#### Page excerpt ####

Patriot’s Day Announcement
The latest in our ongoing dispute with CIM Group and the Downtown Grand Hotel & Casino.
SILENCE FROM THE DTG ON USE OF DT3RD FOR ANNUAL PATRIOT’S DAY PARADE.
For the last 8 years, Hogs & Heifers Saloon has been honored to join forces with the Las Vegas Valley Firefighters September 11th Remembrance Committee to host the Patriot’s Day Parade and Remembrance Ceremony on Downtown 3rd Street. The Parade commences at 7PM and includes Firefighters, Police Officers, Military Servicemen and women, Honor Guards and Pipes & Drums from across the Valley and from all over our Nation. These men and women serve our Nation’s Cities, many of them traveling to Las Vegas specifically to join the Patriot’s Day Parade assembly that begins on DT3rd annually. Las Vegas Fire & Rescue raises an enormous American Flag, every year at the the top of 3rd Street and Ogden Avenue to create the American Flag Arch that the Patriot’s Day Parade passes under as it marches to the 3rd Street Stage on the Fremont Street Experience for a Remembrance Ceremony to honor the lives of our first responders and all of those who perished on 9/11 18 years ago.
The Fremont Street Experience creates an incredible Patriot’s Day Remembrance video that is different every year and runs under the FSE canopy for all to look up and watch. There is a spine chilling, poignant moment of silence that travels the several block stretch from one end of FSE to the other. The Parade then returns to DT3rd Street, again passing under the American Flag Arch, where the Pipes & Drums then form a giant circle and perform the National Anthem and Amazing Grace before marching inside Hogs & Heifers Saloon for a continuation of the Pipes & Drums Performance in our Flag Bar, filled with memorabilia donated to us by your complete gamut of First Responders and Military Personnel; and then followed by a Celebration of Life gathering.

#### Dataset records ####

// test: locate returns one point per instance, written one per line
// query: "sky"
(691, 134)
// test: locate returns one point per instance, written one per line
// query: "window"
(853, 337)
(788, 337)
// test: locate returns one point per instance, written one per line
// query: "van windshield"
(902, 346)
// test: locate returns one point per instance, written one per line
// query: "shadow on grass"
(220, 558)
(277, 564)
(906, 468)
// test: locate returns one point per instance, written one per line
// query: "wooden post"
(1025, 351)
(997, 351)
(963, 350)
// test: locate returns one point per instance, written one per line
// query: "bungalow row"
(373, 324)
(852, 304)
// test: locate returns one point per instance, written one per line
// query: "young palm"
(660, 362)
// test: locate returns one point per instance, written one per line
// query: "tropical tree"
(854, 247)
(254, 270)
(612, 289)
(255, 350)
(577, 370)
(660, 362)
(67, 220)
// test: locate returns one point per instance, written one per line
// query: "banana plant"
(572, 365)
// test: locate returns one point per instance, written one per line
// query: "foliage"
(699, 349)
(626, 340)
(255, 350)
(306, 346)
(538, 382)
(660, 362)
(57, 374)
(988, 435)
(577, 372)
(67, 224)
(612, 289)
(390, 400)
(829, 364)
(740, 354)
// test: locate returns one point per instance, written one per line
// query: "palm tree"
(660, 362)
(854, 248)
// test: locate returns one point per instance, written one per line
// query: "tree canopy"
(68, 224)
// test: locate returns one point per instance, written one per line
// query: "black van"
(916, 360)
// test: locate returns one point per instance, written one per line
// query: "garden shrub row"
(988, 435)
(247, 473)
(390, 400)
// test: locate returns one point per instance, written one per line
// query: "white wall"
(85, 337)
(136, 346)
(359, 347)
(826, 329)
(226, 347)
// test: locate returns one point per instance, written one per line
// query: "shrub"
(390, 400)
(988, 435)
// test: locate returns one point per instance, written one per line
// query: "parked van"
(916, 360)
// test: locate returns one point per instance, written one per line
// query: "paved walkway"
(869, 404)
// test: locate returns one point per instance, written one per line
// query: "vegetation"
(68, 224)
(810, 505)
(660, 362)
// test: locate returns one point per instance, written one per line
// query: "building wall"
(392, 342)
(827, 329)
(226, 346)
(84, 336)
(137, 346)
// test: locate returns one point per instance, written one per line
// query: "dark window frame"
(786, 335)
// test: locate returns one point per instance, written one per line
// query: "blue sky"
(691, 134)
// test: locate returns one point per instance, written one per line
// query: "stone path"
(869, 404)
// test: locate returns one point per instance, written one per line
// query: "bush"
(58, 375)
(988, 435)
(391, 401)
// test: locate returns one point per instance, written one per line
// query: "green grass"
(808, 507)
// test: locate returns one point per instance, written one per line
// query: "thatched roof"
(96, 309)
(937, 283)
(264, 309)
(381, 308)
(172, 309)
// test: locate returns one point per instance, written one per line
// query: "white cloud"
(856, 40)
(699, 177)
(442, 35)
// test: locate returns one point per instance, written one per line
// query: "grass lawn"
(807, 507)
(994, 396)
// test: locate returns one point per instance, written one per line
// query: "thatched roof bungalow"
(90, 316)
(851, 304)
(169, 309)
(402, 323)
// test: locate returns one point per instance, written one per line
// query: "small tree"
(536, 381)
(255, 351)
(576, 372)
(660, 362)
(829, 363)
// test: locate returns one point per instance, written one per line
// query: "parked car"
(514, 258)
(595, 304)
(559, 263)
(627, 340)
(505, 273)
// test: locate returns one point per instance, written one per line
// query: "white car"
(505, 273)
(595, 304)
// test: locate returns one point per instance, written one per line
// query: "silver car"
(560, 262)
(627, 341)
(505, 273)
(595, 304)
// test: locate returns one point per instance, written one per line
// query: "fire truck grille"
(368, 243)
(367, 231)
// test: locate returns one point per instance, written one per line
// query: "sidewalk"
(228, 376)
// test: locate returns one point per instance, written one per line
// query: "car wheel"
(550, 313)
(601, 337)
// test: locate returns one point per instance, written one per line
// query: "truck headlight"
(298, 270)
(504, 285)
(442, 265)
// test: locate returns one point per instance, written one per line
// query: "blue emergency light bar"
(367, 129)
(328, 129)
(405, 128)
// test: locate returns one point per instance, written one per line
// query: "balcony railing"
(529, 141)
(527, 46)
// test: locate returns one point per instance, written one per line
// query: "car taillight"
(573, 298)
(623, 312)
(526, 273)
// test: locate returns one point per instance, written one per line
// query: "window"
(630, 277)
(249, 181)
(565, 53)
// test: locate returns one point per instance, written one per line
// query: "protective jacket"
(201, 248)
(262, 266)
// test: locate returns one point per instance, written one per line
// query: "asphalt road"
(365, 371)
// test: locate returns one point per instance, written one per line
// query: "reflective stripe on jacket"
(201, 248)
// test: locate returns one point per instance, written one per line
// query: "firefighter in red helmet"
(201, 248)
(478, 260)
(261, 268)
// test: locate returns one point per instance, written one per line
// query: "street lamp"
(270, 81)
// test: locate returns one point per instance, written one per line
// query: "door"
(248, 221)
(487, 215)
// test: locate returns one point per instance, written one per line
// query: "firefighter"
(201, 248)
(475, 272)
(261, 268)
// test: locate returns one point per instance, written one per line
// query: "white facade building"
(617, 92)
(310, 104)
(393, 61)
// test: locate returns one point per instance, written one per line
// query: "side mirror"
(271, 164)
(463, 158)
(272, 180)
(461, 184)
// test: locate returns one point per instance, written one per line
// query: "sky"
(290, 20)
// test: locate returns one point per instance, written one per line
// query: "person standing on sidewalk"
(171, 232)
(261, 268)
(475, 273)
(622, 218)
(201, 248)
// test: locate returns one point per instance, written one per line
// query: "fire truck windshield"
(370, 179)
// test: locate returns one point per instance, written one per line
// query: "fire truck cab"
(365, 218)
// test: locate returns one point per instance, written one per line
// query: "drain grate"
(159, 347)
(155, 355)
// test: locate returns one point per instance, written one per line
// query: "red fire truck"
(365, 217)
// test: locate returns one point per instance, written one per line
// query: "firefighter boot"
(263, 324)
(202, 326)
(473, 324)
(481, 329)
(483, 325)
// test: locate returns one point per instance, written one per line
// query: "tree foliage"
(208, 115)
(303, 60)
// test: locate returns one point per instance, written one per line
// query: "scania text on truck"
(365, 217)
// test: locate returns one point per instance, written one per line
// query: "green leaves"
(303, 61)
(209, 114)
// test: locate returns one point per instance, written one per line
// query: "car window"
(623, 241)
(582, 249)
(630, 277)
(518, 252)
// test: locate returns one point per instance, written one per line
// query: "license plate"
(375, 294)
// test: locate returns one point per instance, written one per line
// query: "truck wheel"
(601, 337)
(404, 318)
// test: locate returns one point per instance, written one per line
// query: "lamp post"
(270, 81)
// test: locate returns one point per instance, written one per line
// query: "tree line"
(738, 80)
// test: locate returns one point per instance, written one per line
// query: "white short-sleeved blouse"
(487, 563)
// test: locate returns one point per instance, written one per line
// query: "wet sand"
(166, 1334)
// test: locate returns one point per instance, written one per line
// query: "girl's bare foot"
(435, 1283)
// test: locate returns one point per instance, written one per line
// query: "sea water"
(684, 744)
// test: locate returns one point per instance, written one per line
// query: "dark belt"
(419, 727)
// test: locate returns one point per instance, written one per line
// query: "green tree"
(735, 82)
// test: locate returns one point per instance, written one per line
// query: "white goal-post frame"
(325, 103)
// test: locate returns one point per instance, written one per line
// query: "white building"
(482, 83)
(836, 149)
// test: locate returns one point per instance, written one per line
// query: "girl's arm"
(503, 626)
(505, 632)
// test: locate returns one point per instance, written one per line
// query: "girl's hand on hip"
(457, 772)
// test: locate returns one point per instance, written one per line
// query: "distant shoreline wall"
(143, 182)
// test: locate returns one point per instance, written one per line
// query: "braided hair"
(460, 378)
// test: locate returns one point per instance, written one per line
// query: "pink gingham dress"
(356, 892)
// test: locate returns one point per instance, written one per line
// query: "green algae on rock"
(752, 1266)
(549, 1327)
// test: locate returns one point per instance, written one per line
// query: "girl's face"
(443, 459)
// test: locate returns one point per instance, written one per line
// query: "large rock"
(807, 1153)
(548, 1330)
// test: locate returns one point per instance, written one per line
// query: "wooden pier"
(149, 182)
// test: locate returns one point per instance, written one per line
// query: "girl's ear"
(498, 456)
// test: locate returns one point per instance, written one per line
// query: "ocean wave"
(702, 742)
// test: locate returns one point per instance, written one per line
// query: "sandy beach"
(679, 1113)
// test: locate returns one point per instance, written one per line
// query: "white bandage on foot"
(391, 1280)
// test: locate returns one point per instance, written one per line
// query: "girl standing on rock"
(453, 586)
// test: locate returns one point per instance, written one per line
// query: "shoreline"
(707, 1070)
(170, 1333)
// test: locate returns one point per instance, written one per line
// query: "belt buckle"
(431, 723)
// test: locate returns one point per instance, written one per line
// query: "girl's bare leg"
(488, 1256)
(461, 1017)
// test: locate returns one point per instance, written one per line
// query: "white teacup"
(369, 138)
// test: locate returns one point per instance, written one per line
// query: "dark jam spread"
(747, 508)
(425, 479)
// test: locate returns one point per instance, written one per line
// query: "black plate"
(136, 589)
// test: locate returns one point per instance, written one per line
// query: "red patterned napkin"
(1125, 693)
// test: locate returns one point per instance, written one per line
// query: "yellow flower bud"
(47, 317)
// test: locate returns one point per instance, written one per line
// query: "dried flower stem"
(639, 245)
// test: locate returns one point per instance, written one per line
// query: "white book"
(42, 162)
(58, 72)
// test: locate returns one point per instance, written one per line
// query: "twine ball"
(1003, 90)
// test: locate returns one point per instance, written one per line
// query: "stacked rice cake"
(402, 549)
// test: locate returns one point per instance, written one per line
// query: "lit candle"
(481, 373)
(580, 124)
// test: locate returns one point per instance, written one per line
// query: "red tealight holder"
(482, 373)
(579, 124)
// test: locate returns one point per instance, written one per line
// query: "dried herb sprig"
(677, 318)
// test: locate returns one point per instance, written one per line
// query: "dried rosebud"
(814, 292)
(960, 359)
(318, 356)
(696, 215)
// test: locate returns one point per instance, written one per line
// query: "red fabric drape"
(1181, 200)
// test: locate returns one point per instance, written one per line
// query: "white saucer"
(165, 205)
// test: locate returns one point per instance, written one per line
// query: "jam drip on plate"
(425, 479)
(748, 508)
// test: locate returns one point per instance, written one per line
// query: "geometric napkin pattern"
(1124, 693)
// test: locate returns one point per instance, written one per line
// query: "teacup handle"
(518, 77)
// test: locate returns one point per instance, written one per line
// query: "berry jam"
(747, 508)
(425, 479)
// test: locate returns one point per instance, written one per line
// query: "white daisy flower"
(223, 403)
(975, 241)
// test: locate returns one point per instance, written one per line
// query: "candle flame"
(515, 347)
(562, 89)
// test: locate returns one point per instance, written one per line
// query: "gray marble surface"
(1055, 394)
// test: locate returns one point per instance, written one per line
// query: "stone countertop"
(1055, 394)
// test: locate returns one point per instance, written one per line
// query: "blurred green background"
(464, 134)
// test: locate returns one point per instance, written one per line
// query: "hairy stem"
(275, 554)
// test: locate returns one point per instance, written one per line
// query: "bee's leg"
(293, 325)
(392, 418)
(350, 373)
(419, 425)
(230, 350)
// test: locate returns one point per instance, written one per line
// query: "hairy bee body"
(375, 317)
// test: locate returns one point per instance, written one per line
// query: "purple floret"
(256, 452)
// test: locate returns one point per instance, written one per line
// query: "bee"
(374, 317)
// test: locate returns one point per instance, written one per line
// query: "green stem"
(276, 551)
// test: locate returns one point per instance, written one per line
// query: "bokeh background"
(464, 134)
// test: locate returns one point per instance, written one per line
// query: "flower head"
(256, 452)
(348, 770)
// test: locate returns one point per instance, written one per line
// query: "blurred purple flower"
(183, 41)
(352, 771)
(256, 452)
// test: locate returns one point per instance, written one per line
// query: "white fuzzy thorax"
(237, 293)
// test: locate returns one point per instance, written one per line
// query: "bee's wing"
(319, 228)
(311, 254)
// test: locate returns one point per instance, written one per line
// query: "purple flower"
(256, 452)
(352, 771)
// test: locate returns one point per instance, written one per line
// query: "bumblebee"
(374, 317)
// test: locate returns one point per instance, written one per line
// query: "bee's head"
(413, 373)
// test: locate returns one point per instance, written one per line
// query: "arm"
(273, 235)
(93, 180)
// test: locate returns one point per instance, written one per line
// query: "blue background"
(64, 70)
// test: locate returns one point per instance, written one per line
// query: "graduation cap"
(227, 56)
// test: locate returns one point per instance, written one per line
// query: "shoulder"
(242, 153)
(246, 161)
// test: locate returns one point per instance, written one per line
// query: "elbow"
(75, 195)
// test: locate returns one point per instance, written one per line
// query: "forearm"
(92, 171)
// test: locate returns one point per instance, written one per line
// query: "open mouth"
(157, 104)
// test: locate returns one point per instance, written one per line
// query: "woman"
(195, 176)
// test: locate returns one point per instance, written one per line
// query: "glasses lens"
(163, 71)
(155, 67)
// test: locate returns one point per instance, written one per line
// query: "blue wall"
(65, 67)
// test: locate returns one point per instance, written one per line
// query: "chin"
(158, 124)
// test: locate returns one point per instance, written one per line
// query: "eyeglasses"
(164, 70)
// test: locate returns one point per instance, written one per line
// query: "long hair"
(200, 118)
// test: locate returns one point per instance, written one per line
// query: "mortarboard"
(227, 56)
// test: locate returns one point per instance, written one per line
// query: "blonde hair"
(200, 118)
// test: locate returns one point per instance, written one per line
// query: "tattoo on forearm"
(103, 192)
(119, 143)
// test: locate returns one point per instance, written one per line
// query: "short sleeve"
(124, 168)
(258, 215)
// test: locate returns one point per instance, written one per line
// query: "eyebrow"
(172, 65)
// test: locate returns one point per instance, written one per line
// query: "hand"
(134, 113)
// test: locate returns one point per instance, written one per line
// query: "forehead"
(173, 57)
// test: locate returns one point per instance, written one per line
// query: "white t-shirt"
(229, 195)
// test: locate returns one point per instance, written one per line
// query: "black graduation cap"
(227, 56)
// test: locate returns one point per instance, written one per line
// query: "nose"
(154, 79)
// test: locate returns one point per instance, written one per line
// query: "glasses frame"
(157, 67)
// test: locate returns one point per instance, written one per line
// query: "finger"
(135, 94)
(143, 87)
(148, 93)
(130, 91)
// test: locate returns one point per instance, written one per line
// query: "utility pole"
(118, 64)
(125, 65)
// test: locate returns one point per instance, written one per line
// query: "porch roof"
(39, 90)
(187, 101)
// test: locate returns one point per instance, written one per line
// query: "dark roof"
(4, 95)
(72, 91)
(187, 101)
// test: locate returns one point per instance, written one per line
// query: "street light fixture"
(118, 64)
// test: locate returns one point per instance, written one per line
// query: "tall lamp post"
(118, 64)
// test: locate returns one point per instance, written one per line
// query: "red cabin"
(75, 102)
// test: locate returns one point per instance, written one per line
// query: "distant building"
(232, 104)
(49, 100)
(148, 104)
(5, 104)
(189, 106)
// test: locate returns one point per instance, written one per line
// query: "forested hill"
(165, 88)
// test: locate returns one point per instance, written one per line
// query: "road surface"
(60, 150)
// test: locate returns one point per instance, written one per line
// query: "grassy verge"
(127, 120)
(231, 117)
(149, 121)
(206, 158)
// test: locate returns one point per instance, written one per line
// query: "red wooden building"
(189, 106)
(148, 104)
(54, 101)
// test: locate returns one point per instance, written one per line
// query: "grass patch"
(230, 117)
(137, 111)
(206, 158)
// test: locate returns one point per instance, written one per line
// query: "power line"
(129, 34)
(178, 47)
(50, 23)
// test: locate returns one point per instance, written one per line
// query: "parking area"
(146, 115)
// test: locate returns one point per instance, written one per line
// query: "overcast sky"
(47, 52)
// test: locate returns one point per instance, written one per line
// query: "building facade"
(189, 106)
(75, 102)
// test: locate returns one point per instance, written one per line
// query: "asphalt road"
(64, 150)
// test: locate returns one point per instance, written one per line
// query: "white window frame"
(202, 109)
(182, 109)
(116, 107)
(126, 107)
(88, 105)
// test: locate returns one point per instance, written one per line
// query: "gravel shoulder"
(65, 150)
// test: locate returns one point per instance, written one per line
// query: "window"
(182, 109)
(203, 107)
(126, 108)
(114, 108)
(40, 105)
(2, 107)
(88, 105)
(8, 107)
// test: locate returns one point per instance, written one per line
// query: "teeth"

####

• _Stated problem 1_
From the Patriot's Day announcement, set down the part that opens with the words containing "Patriot’s Day Announcement" and closes with "PATRIOT’S DAY PARADE.".
• _Stated problem 2_
According to the Patriot's Day announcement, which groups does the parade include? List each one named in the sentence that begins "The Parade commences at 7PM".
• _Stated problem 3_
Continue the Patriot's Day announcement from the point where it ends.

• _Exercise response 1_
Patriot’s Day Announcement
The latest in our ongoing dispute with CIM Group and the Downtown Grand Hotel & Casino.
SILENCE FROM THE DTG ON USE OF DT3RD FOR ANNUAL PATRIOT’S DAY PARADE.

• _Exercise response 2_
Firefighters
Police Officers
Military Servicemen and women
Honor Guards
Pipes & Drums

• _Exercise response 3_
It is an enormous honor for Hogs & Heifers Saloon to be the host of this humbling and momentous homage to our Nation and those who risk their lives, and all too often make the ultimate sacrifice in their service to us all. Hogs & Heifers Saloon’s roots are in NYC, opening there in 1992, where, in September of 2001, with the help of our generous patrons, we raised $90,000 for The Port Authority Police World Trade Center Survivors Fund. We have been blessed to be able to dedicate our night on September 11 to hosting this most honorable event and are eternally grateful to our First Responders for choosing us as their Patriot’s Day Remembrance home and home away from home on 9/11 annually.
On July 2nd 2019, Mike Tomko, retired NYC Firefighter and retired Chief of Communications for Las Vegas Fire & Rescue, and the acting Chairman of Las Vegas Valley Firefighters September 11th Remembrance Committee, sent an email to the Resort Manager of The DTG, to request the use of Downtown 3rd Street for a few hours on the evening of Wednesday September 11 for this years Patriot’s Day Parade.
To date, there has been NO response to Mikey’s email from The DTGs Resort Manager or any other representative of the DTG.
The DTG has denied Hogs & Heifers Saloon the use of the vacated DT3rd Street for ALL of our annual events and charity events due to the construction they are doing on the 4th Street side of the property where their Porto Cochere and Valet used to be. They claim it is simply not possible to re-route their valet and thru traffic which is now on DT3rd Street for even a few hours, despite the availability of an open lot in the center of DT3rd that can be easily accessed and utilized, as has been done for the last 8 years, as a turn around from DT3rd back onto Stewart Avenue to make it possible for the Patriot’s Day Parade to begin and end there.
One would think the inconvenience of a few hours of re-routing traffic seems a small sacrifice to make in order to pay tribute in honoring the enormity of lives lost in the largest terrorist attack to ever strike our Nation.
We believe the DTG is stonewalling the request for the use of DT3rd Street for the Patriot’s Day Parade as part of an ongoing legal battle with Hogs & Heifers Saloon, who filed a lawsuit against CIM Group and the Downtown Grand on May 20th of this year, resulting in an attempt by CIM Group and the DTG to evict us by issuing a notice of Default of Termination of our lease and a counterclaim against Hogs & Heifers Saloon.
This event also raises money for the Las Vegas Firefighters Benefit Association and, no matter what you can still stop in to Hogs & Heifers Saloon during the month of February to make a donation.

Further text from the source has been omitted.